[EXCERPTED RECORDS — start]
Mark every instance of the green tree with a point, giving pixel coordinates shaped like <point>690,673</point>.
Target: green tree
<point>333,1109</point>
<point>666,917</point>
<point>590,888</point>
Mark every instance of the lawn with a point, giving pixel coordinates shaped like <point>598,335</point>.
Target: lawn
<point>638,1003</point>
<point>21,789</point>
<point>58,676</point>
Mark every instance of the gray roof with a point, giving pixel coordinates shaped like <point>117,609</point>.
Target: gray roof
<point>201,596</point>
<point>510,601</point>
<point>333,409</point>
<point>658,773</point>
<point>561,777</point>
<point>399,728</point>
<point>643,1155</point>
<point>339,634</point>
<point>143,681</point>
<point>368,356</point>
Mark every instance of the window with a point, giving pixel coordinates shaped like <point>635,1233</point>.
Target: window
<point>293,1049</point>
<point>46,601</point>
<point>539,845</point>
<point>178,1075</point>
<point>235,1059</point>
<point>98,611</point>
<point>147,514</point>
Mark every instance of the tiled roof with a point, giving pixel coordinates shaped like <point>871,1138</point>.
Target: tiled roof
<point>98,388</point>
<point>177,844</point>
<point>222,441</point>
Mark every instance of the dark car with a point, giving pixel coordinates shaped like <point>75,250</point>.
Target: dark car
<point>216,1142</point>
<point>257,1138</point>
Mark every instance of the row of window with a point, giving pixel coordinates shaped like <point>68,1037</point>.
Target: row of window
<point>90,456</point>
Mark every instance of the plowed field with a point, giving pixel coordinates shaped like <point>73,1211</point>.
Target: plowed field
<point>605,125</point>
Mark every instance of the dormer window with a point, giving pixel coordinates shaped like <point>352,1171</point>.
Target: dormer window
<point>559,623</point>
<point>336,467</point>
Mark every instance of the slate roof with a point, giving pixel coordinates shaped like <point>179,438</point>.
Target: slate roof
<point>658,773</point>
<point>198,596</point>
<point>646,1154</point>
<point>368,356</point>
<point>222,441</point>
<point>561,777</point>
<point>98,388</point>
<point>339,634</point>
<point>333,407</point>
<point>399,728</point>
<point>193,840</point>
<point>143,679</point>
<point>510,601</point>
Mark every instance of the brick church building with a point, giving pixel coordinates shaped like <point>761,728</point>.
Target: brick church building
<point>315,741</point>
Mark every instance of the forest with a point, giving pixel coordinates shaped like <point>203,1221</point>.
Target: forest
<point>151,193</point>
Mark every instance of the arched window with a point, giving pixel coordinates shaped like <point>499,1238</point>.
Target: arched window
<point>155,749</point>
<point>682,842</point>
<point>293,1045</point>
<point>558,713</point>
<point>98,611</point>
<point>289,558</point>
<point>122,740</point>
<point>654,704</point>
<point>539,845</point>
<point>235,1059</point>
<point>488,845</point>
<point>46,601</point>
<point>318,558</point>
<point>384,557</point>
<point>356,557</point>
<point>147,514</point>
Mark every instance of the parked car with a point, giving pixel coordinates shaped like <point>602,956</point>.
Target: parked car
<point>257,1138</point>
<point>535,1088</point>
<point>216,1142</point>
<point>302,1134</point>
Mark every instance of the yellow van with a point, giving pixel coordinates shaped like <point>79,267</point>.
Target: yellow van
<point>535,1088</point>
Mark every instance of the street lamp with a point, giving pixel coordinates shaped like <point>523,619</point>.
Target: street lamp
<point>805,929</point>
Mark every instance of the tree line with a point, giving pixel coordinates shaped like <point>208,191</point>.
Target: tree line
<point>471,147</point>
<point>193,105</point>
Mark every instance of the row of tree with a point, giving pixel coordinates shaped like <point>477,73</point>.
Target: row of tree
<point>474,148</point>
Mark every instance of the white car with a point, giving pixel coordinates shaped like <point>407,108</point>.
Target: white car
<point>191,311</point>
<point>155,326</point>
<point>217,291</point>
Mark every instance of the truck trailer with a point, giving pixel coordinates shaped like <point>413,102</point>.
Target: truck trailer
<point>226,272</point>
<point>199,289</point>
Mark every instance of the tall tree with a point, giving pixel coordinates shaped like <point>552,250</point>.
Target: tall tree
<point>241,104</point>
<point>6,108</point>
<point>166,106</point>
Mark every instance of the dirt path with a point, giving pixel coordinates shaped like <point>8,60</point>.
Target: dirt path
[EXCERPTED RECORDS — finish]
_PROBLEM STATEMENT:_ For every line of the material that holds the word "dirt", make a copy.

_OUTPUT BELOW:_
Mark every instance of the dirt path with a point, giving pixel coordinates shaped like <point>8,60</point>.
Target: dirt path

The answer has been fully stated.